── Selected passage

She built her career working in digital marketing agencies and volunteering with service organizations and nonprofits, with half of her work based in London and the other half in the US. Patti received her bachelor’s degree in International Studies and Spanish from Michigan State University, and she holds a master’s degree from the Hult International Business School in London.

Who Does Twitter Elevate?

Social media offers valuable, accurate medical information—if you know who to trust. Unfortunately, identifying reliable sources of information remains a challenge for even the most savvy web users.

Dr. Fumiko Chino

Dr. Fumiko Chino. Photo: Richard DeWitt.

A recent Axios article reviews the problem of information and misinformation on Twitter. In it, MSK’s Dr. Fumiko Chino describes a recent study she coauthored in JAMA Network Open. Verified accounts (the ones with those blue checkmarks) of physicians on Twitter are more likely to be from male doctors in the United States. It is unclear why some accounts receive verification while others do not.

While Twitter worked to make the verification process more transparent last year, Dr. Chino believes room for improvement remains. She concludes, “It charges me to put a fine eye in terms of who I’m elevating, who I’m retweeting.”

Sugar Metabolism in Cancer New Research, “Forever Chemicals” and Liver Cancer and More

  • A new study by researchers at Washington University in St. Louis challenged an established view of sugar as a cancer driver because of the cancer cells’ high glucose uptake.. The study demonstrated that cancer cells don’t use all the energy from glucose but discard most of it as waste. Until now, the rate of glucose consumption by cancer cells was used in cancer diagnosis and staging. Also, avoiding access to dietary sugar has been viewed as one of the anti-cancer strategies. The new findings don’t support the role of glucose metabolism as a good therapeutic target in cancer. The study was published in Molecular Cell.
  • An international group of researchers, funded by Cancer Research UK, have developed a technique called spatial transcriptomics, which allows non-invasive mapping of tumors at a very high-resolution depth. The researchers have created a detailed three-dimensional prostate map, including both healthy and cancerous cell areas. The study also discovered that individual prostate tumors have multiple genetic variations and revealed that healthy tissue in a prostate already had genetic characteristics associated with cancer. The new technique will help study the characteristics and development of cancer on a cellular level. The technique and the finding of the study will have a significant impact on cancer diagnosis and treatment. The study was published in Nature.
  • Researchers at the Georgia Institute of Technology developed a revolutionary detection method that shows how cancers metastasize and what stage they are. They created a new type of chip called the Cluster-Well, which can capture circulating tumor cell (CTC) clusters in blood, which are the vehicles of tumor spread. According to the Principal Investigator on the study, this new technology allows circulating tumor cell clusters “virtually in any cancer to be accessed with precision and practicality that has not been possible before.” The study was published in Nature Communications.

────
── Exercise data

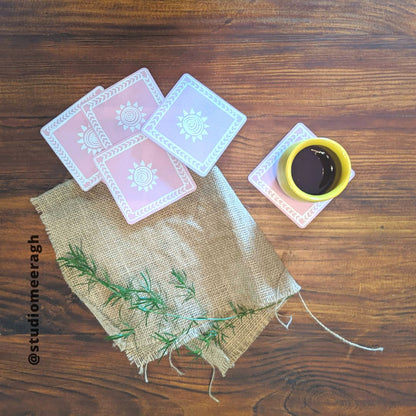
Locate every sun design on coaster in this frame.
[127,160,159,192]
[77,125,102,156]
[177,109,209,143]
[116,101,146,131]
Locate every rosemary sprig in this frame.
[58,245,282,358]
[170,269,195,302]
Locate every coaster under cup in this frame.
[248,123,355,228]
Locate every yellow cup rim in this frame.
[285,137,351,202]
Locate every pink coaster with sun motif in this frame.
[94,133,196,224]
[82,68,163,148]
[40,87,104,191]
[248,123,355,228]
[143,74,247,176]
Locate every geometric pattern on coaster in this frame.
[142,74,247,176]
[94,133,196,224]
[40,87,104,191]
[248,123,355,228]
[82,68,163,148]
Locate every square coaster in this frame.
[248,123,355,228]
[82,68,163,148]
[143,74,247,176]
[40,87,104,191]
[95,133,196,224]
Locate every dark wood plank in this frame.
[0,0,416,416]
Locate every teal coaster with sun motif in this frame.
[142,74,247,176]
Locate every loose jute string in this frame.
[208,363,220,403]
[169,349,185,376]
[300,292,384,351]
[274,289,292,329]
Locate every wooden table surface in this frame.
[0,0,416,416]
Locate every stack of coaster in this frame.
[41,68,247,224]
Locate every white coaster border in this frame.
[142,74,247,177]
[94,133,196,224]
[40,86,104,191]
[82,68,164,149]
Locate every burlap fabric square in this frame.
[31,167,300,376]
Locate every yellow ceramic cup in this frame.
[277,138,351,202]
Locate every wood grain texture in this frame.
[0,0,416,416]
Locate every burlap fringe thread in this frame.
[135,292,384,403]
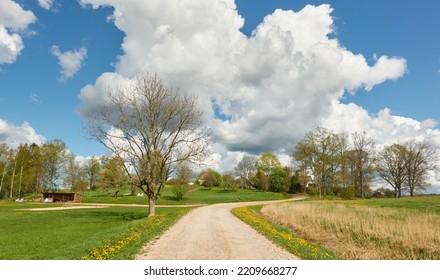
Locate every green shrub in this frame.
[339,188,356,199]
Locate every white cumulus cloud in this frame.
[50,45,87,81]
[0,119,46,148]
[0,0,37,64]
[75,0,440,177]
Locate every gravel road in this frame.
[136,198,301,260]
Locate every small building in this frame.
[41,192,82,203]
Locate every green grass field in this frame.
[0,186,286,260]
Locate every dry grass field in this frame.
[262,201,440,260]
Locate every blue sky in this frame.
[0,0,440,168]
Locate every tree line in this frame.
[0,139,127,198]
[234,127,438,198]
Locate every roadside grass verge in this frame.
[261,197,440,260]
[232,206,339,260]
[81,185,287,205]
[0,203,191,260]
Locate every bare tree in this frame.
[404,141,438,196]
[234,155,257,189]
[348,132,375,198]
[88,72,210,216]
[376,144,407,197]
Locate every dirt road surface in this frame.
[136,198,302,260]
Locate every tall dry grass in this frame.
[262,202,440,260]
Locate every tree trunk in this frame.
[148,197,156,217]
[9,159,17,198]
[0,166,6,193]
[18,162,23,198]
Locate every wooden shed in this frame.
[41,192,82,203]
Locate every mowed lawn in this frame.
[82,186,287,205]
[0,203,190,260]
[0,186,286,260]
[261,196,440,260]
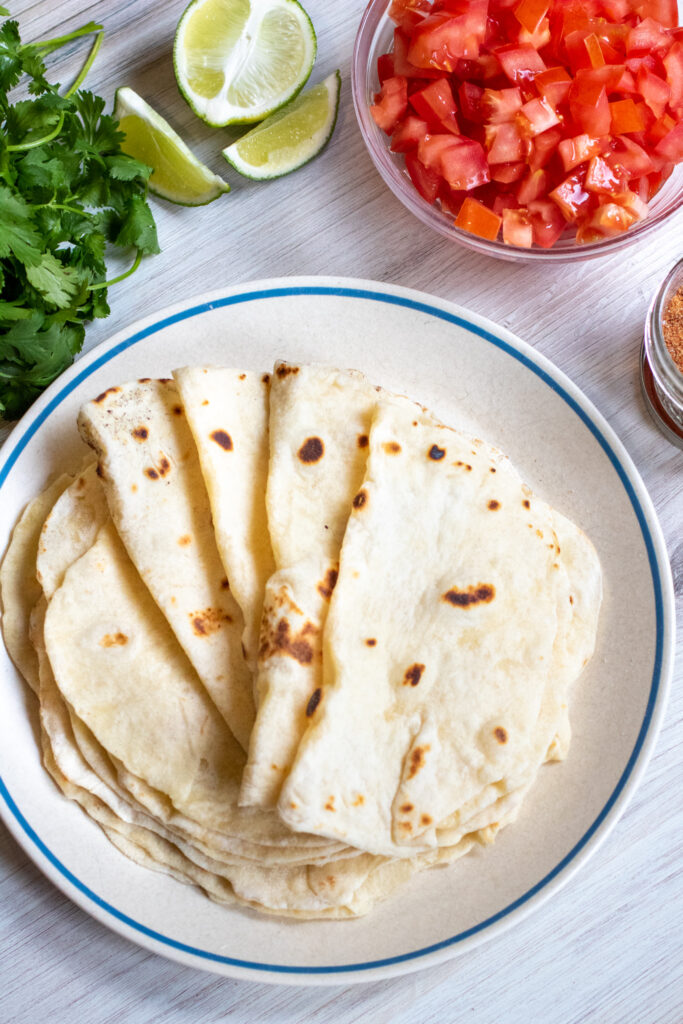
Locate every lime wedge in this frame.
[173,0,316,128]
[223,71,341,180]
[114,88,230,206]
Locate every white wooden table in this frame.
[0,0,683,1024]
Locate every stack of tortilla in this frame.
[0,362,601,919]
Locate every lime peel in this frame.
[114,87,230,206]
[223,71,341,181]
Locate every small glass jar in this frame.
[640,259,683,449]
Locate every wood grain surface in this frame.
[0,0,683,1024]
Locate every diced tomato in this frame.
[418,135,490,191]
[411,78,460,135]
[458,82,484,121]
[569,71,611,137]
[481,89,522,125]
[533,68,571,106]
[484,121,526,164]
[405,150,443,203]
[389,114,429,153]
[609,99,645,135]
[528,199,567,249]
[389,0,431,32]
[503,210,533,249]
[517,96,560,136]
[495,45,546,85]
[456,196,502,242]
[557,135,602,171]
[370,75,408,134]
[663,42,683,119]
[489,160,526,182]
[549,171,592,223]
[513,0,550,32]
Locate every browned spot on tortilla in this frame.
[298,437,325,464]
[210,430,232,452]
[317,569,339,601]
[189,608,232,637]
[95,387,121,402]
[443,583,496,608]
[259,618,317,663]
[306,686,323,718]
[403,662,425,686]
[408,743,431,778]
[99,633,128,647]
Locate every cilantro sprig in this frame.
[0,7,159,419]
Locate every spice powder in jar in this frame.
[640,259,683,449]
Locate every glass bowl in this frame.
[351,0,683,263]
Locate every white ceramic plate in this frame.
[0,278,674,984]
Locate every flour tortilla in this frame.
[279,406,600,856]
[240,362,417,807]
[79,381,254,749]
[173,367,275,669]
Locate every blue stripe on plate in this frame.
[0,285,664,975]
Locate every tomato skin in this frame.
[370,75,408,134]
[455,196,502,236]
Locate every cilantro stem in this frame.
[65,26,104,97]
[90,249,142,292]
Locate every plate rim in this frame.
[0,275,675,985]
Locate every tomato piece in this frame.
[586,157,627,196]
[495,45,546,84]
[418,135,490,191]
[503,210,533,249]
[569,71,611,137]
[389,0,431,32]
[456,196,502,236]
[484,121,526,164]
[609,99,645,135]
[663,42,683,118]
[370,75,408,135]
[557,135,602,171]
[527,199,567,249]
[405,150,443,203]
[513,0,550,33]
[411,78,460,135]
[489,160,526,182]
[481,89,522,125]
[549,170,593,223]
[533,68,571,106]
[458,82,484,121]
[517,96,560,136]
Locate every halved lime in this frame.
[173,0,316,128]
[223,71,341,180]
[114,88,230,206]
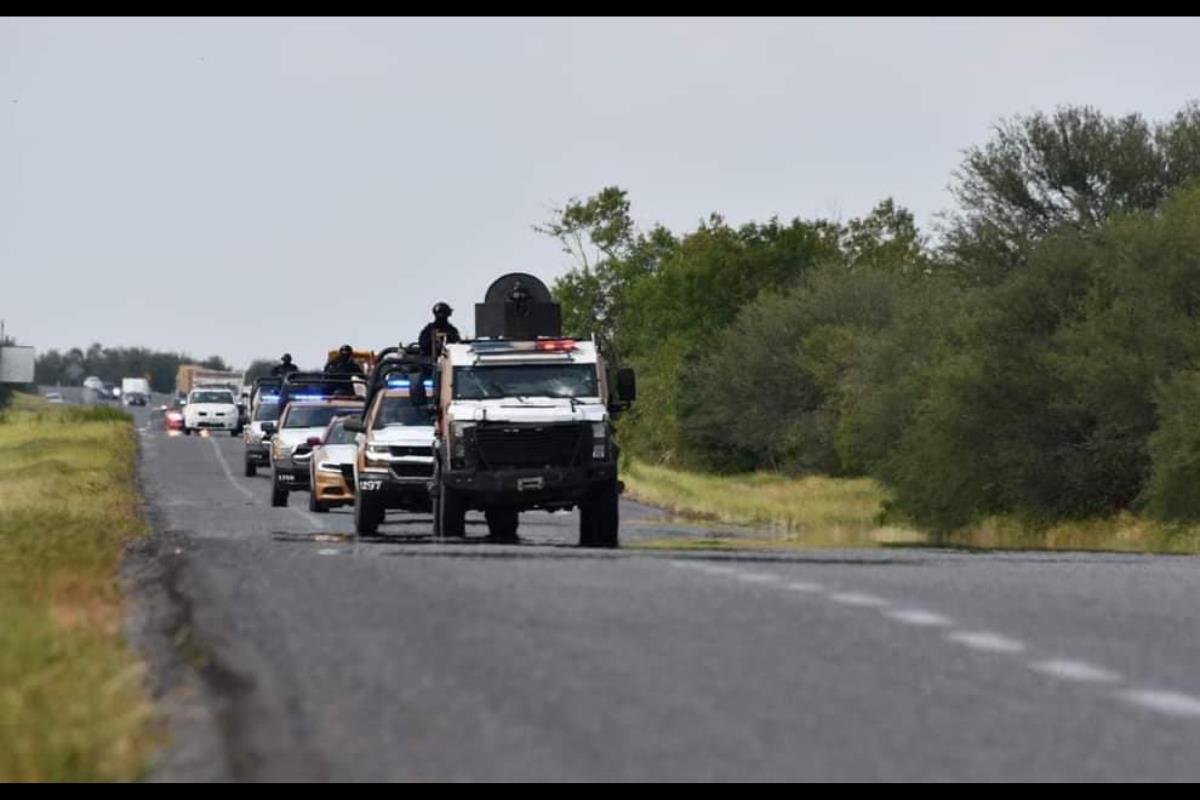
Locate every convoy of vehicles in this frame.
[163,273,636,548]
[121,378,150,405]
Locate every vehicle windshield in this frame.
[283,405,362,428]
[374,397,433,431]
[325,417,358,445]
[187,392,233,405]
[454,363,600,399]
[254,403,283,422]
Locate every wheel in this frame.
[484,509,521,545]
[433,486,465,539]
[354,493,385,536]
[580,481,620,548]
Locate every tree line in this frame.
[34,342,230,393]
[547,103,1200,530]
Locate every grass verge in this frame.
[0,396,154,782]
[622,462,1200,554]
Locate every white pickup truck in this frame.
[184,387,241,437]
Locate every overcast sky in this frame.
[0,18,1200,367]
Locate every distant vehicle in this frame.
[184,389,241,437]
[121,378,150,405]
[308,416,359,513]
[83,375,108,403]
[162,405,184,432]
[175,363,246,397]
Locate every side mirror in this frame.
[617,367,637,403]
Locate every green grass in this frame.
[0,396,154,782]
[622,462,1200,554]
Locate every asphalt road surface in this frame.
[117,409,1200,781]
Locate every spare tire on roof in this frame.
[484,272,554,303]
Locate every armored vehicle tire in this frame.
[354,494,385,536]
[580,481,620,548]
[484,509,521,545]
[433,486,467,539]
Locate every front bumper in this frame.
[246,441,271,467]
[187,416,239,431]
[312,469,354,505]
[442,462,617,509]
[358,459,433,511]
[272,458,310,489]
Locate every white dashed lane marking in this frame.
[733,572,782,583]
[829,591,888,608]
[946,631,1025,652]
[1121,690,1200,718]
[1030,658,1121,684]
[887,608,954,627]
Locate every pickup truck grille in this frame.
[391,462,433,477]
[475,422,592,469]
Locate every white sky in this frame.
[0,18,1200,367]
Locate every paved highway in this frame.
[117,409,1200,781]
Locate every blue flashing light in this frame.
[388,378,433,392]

────
── Exercise data

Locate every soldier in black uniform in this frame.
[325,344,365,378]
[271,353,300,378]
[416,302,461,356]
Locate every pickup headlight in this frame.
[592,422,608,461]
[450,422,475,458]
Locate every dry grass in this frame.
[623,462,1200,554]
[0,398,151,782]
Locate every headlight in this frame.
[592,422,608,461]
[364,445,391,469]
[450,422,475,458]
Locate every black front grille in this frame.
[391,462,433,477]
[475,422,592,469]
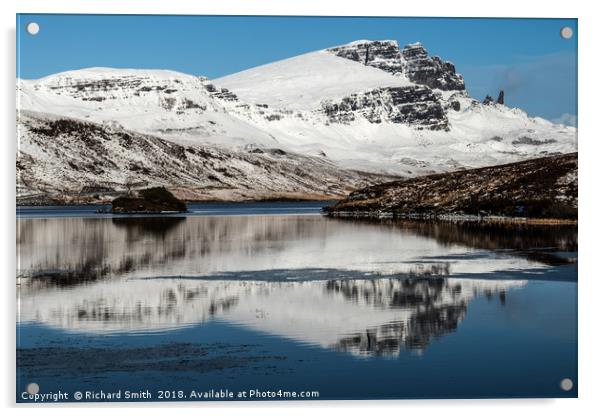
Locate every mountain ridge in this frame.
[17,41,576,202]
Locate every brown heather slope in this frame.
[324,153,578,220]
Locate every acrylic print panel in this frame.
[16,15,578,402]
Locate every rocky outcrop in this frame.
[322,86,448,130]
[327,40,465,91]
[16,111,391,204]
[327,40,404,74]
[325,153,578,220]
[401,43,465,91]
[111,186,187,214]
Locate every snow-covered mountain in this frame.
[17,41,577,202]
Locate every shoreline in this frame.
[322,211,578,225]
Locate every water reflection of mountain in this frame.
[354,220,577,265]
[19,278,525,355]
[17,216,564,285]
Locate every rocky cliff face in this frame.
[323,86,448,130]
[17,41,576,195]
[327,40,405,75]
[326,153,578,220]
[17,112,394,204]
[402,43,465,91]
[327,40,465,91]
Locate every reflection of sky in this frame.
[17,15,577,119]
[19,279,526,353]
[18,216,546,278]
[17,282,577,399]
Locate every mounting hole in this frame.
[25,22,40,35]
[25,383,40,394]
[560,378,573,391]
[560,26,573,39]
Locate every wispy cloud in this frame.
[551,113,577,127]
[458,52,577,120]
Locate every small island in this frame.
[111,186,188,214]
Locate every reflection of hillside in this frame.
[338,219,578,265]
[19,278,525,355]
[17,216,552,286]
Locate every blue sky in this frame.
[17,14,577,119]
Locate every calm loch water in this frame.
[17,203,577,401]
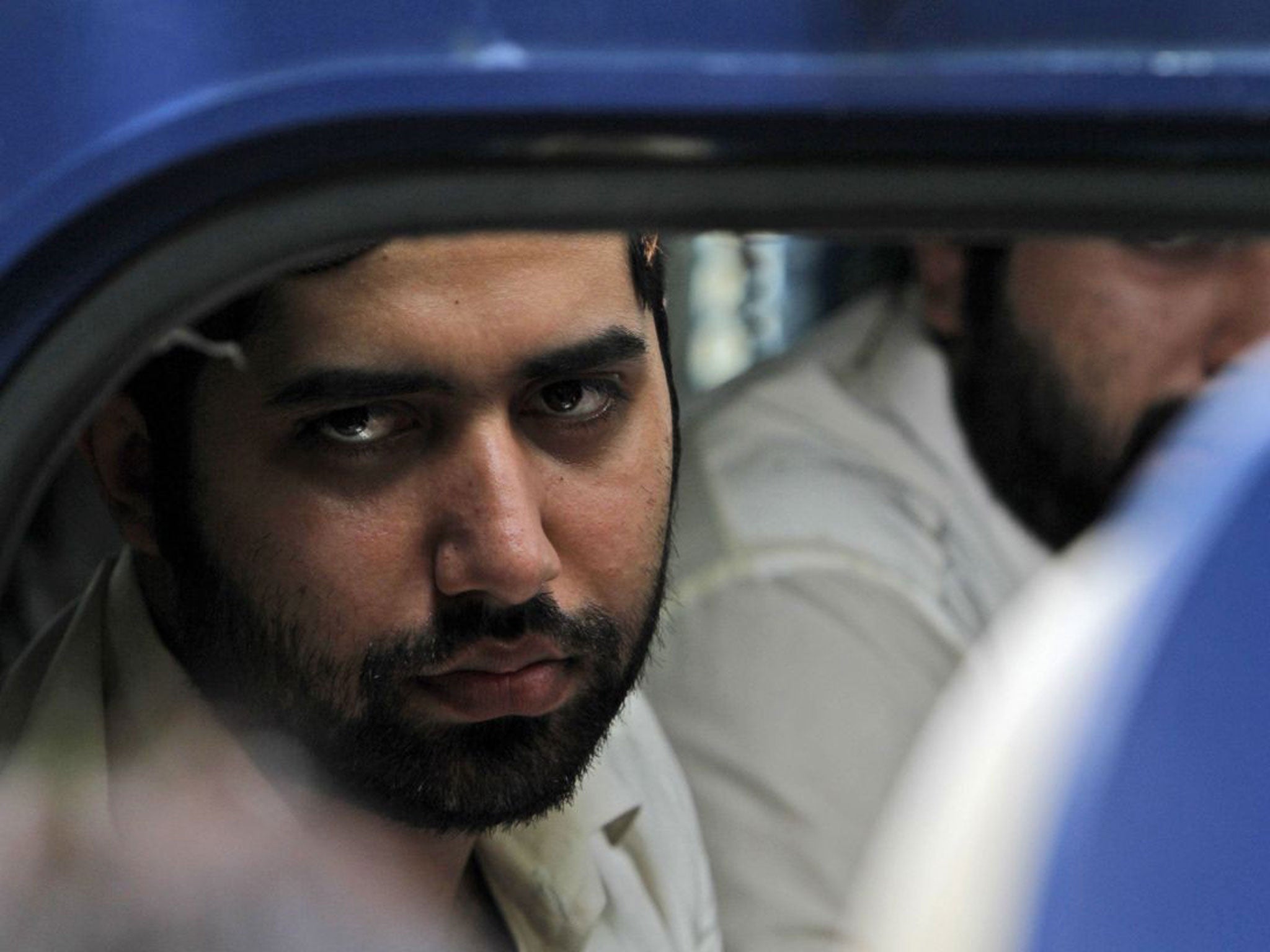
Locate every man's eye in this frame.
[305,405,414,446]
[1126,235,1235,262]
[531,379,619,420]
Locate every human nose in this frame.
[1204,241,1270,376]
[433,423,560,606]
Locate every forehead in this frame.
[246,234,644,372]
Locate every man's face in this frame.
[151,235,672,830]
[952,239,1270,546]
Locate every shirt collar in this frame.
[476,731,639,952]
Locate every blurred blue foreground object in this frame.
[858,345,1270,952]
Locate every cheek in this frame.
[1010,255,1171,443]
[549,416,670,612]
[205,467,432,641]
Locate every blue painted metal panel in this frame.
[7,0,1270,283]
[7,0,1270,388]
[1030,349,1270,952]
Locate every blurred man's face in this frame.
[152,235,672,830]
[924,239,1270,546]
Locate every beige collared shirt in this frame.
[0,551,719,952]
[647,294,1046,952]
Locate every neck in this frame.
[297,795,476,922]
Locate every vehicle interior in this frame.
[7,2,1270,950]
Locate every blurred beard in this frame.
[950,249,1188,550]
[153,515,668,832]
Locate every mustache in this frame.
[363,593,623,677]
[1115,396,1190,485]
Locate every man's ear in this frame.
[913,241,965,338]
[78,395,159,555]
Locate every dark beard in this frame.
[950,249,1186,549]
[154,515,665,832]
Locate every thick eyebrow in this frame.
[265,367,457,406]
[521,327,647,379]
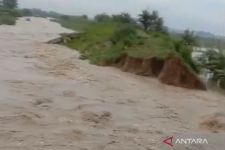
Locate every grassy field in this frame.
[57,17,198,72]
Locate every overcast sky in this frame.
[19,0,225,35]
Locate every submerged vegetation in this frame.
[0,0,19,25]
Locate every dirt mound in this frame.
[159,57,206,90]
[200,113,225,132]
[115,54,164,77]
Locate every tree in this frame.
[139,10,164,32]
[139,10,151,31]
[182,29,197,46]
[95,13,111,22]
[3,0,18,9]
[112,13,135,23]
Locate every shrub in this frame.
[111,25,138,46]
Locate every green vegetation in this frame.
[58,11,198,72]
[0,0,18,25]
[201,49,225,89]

────
── Exercise data

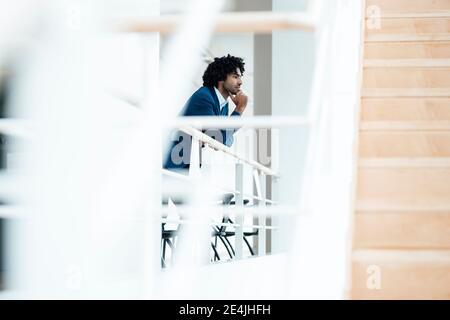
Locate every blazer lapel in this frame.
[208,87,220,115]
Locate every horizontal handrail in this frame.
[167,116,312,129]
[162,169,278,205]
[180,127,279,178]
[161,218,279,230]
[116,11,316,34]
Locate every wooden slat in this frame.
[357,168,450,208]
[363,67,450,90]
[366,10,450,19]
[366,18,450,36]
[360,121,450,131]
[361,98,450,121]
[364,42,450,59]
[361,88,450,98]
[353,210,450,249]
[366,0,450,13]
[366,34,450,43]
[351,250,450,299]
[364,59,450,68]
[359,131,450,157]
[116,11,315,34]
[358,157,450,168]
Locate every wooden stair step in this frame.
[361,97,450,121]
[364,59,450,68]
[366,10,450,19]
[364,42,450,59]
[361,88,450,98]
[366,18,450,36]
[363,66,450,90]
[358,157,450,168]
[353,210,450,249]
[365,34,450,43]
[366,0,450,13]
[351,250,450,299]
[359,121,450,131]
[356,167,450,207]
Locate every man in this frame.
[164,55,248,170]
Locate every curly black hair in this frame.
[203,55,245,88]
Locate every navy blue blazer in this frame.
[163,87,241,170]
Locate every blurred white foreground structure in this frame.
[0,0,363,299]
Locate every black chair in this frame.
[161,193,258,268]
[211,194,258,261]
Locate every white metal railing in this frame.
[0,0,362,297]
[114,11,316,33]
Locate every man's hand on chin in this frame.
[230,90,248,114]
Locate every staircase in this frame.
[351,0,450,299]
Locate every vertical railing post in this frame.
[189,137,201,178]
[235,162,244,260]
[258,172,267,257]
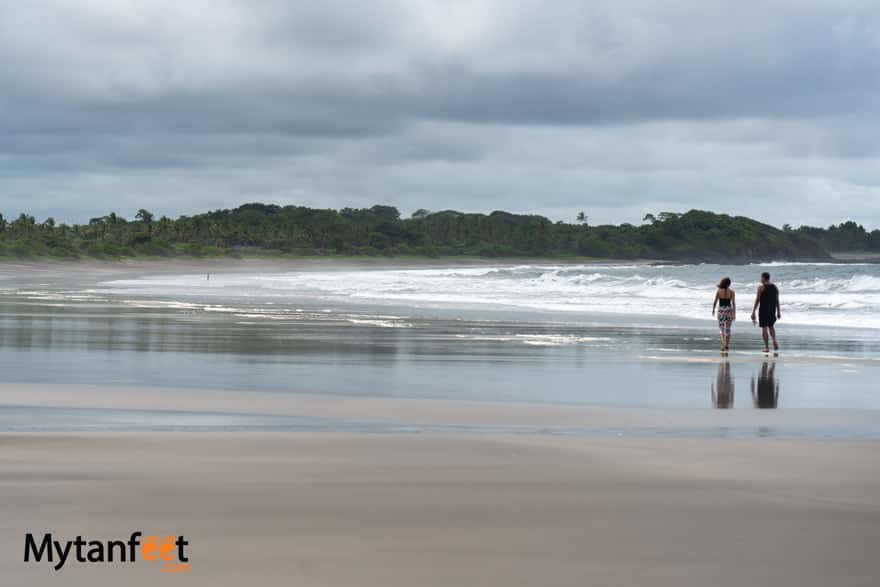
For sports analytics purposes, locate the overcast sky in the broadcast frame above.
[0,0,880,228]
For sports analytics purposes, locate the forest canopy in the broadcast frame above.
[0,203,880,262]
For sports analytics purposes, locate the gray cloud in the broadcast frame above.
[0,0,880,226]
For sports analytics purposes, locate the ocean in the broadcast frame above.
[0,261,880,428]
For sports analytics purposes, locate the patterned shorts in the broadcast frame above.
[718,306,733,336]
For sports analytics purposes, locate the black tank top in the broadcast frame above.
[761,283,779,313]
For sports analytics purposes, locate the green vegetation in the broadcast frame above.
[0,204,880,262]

────

_Problems and tasks_.
(a) Answer the following questions using the passage on medical research news:
(i) From which university did Patti receive her bachelor's degree?
(ii) In which journal was the study coauthored by Dr. Fumiko Chino published?
(iii) What is the name of the chip developed by researchers at the Georgia Institute of Technology?
(b) List every scientific journal that the passage on medical research news names as the place where a study was published.
(c) Write out everything in the passage on medical research news from "She built her" down to "savvy web users.".

_Written responses_.
(a)
(i) Michigan State University
(ii) JAMA Network Open
(iii) The Cluster-Well

(b)
JAMA Network Open
Molecular Cell
Nature
Nature Communications

(c)
She built her career working in digital marketing agencies and volunteering with service organizations and nonprofits, with half of her work based in London and the other half in the US. Patti received her bachelor’s degree in International Studies and Spanish from Michigan State University, and she holds a master’s degree from the Hult International Business School in London.

Who Does Twitter Elevate?

Social media offers valuable, accurate medical information—if you know who to trust. Unfortunately, identifying reliable sources of information remains a challenge for even the most savvy web users.